Repeat exactly the lines that run from the one containing "Kindly place a point on the tractor rear" to the end of the data, and leave out all others.

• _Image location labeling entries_
* START *

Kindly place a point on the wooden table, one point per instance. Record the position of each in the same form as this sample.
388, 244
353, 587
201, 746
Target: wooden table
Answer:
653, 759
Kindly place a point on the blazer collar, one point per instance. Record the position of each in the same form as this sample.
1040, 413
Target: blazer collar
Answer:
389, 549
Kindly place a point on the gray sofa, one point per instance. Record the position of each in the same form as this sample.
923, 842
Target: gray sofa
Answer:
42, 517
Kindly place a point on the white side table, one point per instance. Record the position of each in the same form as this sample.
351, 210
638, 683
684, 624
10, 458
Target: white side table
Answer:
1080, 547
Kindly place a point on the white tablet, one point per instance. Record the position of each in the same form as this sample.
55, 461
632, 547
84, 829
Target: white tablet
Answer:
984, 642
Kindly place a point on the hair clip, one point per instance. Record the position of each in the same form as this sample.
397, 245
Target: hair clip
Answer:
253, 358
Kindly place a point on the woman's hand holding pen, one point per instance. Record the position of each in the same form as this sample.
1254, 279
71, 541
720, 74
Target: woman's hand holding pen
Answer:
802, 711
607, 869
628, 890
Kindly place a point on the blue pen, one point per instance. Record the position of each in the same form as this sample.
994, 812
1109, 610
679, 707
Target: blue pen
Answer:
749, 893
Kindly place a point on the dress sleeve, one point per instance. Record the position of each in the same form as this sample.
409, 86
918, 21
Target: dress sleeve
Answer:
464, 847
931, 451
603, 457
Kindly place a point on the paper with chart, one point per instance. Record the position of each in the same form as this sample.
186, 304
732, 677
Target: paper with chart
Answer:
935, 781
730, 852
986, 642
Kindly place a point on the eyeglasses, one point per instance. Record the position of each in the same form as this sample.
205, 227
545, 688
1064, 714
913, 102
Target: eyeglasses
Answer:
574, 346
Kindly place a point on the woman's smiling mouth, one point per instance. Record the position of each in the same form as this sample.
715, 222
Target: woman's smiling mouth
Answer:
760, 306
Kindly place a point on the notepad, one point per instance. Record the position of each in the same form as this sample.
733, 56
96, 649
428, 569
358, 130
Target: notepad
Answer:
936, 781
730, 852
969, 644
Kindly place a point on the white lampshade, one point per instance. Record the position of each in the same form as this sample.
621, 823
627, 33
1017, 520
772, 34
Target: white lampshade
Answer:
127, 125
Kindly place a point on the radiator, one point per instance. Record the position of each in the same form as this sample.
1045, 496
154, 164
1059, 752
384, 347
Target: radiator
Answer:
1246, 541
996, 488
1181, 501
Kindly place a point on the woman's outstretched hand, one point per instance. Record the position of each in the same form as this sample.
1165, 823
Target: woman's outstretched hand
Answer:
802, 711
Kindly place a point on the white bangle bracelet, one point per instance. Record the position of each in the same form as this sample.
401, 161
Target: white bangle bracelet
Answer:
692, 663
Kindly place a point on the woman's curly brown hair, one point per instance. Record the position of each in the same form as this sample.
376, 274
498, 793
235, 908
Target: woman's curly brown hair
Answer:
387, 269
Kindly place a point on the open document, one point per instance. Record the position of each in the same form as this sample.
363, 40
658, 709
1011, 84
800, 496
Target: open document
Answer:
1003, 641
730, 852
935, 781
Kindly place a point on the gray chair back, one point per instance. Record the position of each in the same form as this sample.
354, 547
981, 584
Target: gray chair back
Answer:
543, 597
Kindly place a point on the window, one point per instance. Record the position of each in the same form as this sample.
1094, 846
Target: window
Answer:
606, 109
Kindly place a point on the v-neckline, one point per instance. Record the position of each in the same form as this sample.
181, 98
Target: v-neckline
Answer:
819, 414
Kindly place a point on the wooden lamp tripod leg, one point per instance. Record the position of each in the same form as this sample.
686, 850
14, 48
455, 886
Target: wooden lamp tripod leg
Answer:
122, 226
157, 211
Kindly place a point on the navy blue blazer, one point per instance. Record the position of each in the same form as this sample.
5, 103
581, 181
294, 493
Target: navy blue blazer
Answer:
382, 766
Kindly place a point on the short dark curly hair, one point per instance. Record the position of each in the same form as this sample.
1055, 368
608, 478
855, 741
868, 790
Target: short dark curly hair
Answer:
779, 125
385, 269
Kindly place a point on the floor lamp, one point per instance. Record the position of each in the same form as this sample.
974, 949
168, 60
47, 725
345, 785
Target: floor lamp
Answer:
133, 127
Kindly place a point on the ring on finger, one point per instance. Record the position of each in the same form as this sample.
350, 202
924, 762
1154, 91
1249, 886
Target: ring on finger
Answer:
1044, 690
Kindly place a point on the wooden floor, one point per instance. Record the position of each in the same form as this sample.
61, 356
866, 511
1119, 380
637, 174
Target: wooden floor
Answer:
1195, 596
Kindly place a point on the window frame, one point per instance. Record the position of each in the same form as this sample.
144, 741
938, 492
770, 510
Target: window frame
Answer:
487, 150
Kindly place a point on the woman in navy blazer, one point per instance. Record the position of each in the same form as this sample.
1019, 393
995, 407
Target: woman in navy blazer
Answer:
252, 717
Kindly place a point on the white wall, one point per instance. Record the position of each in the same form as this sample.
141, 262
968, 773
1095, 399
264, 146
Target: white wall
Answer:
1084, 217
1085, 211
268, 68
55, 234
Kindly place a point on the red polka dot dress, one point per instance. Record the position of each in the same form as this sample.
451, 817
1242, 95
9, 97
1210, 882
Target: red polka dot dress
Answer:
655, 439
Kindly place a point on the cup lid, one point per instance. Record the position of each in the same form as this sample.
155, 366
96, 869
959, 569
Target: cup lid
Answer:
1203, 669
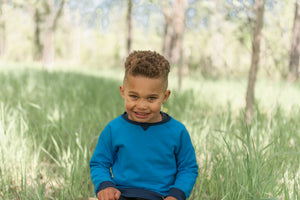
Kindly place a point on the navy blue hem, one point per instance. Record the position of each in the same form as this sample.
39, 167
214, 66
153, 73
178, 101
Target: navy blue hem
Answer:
177, 193
145, 126
140, 193
103, 185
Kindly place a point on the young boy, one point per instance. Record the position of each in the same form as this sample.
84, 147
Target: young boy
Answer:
144, 154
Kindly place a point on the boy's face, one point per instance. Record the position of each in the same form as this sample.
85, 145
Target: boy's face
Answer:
143, 98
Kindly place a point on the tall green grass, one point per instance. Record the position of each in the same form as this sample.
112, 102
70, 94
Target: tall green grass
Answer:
50, 123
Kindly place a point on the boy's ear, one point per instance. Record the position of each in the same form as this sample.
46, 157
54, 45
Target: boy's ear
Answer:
122, 91
166, 95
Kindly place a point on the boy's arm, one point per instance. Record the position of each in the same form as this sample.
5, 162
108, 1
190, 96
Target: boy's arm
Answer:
102, 161
187, 168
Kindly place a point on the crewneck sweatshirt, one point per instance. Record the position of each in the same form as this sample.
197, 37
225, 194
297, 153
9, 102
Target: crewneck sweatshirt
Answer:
146, 160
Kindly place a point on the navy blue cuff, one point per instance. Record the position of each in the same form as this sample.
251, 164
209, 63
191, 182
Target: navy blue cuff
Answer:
177, 193
103, 185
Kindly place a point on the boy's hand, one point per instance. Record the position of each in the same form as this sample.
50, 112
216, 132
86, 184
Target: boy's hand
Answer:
170, 198
109, 193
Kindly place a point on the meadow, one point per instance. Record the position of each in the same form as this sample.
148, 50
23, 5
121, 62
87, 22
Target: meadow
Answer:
50, 122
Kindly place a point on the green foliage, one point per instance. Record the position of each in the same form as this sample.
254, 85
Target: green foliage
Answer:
50, 123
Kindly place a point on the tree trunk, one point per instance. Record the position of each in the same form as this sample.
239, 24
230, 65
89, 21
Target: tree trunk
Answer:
3, 29
38, 47
129, 26
295, 46
173, 35
52, 18
166, 36
178, 25
250, 96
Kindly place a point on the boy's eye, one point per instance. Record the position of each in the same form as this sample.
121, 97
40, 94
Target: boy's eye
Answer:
152, 98
133, 96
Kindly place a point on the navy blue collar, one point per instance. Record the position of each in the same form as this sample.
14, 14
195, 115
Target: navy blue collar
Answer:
145, 126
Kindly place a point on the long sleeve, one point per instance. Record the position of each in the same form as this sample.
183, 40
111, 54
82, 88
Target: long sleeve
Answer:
187, 168
102, 160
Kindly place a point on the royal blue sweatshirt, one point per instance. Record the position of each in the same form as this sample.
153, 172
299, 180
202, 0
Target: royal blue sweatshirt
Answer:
146, 160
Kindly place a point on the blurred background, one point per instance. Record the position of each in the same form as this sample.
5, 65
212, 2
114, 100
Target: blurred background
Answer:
234, 81
212, 37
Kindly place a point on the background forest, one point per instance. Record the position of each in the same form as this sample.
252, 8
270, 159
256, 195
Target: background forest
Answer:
234, 81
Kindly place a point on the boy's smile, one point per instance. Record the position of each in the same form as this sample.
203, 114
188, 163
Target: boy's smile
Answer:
143, 98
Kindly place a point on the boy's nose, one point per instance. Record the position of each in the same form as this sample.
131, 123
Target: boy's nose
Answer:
142, 104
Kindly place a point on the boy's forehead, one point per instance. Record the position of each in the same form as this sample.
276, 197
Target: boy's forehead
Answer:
144, 82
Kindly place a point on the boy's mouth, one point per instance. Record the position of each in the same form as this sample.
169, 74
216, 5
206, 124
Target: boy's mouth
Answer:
141, 115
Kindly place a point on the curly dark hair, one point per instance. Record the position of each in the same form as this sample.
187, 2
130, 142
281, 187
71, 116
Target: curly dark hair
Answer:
147, 63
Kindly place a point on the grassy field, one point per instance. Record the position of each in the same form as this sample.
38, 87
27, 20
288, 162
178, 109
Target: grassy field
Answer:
50, 123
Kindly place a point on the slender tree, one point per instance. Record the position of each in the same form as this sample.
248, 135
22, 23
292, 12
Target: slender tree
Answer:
295, 46
51, 20
2, 28
129, 25
174, 34
257, 35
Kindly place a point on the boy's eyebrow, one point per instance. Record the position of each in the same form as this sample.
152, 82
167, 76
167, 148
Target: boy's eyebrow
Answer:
152, 95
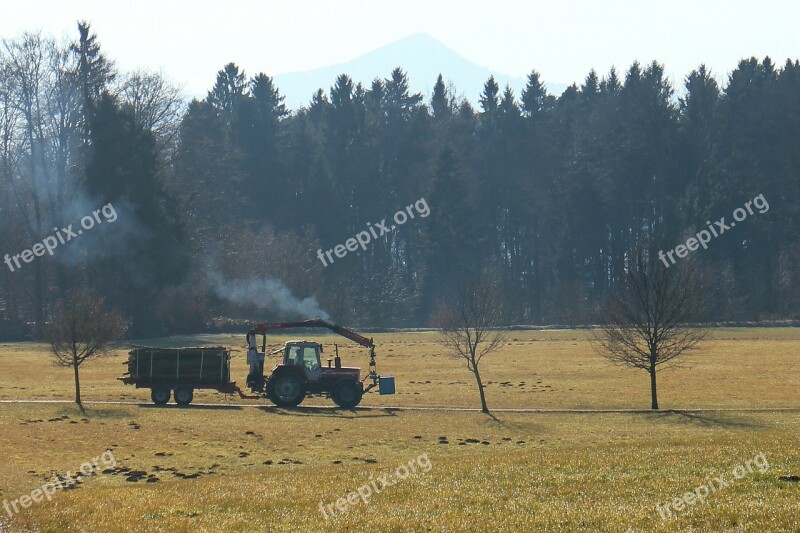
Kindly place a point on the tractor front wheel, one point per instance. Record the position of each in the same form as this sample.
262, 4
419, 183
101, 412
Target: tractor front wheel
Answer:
184, 396
347, 394
286, 390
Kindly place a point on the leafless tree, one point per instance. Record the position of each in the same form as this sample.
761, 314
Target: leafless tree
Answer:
157, 105
468, 325
82, 329
649, 323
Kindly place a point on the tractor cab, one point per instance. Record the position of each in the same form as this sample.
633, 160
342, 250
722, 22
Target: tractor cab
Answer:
306, 355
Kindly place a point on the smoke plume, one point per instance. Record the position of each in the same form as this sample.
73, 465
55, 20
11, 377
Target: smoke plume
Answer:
266, 293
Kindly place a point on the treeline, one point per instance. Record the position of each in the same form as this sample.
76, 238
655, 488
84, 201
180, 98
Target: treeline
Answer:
225, 202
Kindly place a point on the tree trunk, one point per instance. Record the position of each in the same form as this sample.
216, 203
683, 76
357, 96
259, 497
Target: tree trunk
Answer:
77, 383
484, 408
653, 393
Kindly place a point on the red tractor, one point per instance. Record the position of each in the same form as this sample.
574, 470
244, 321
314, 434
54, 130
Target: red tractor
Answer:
302, 373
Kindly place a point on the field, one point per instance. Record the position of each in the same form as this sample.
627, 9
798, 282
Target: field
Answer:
591, 458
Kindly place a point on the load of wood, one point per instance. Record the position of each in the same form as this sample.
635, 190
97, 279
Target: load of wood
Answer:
198, 366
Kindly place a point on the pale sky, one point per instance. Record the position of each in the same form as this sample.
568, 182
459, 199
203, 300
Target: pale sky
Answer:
190, 41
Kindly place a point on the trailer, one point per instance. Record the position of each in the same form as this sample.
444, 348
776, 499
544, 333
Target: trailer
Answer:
300, 373
179, 371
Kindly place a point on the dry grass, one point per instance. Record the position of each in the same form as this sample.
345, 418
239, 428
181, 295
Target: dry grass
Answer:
537, 472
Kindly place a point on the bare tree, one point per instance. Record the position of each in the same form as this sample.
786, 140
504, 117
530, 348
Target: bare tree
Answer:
157, 105
468, 325
649, 323
82, 329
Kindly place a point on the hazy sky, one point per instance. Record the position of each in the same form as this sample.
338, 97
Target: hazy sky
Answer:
190, 41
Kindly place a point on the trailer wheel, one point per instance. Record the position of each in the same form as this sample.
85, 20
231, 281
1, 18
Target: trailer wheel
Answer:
184, 396
160, 396
286, 390
347, 394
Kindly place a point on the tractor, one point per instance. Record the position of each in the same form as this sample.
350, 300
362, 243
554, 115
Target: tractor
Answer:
301, 372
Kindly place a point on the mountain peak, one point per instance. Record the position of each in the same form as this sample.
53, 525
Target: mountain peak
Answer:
420, 55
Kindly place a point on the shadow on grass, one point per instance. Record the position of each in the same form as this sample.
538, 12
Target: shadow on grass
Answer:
96, 412
705, 419
329, 412
221, 407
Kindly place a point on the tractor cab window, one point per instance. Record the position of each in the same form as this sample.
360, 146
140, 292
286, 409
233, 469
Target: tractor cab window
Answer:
311, 358
295, 355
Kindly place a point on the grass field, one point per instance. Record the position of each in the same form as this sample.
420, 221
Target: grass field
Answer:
227, 467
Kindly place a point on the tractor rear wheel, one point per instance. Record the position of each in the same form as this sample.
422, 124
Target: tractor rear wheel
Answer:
184, 396
160, 396
286, 390
347, 394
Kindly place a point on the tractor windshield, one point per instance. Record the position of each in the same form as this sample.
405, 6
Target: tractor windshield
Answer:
306, 356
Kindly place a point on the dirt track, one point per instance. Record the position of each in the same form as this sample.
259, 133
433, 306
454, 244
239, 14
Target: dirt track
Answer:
417, 408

* END *

• _Solution to the exercise_
Kindly place a point on the tractor rear wheel, one point per instance. Record the position of each in the same form as this sample.
422, 124
Target: tractor rear wheel
Answer:
184, 396
160, 396
286, 390
347, 394
Kindly place a point on the tractor windshield, one point per instance. Record the position of each in the same form as this sample.
405, 6
Target: tractor windshield
Answer:
306, 356
Kindly place a point on the dirt track, one point per instance. Record the position of each in the same form as this sample.
259, 133
433, 306
454, 244
239, 14
Target: dirt track
Answer:
417, 408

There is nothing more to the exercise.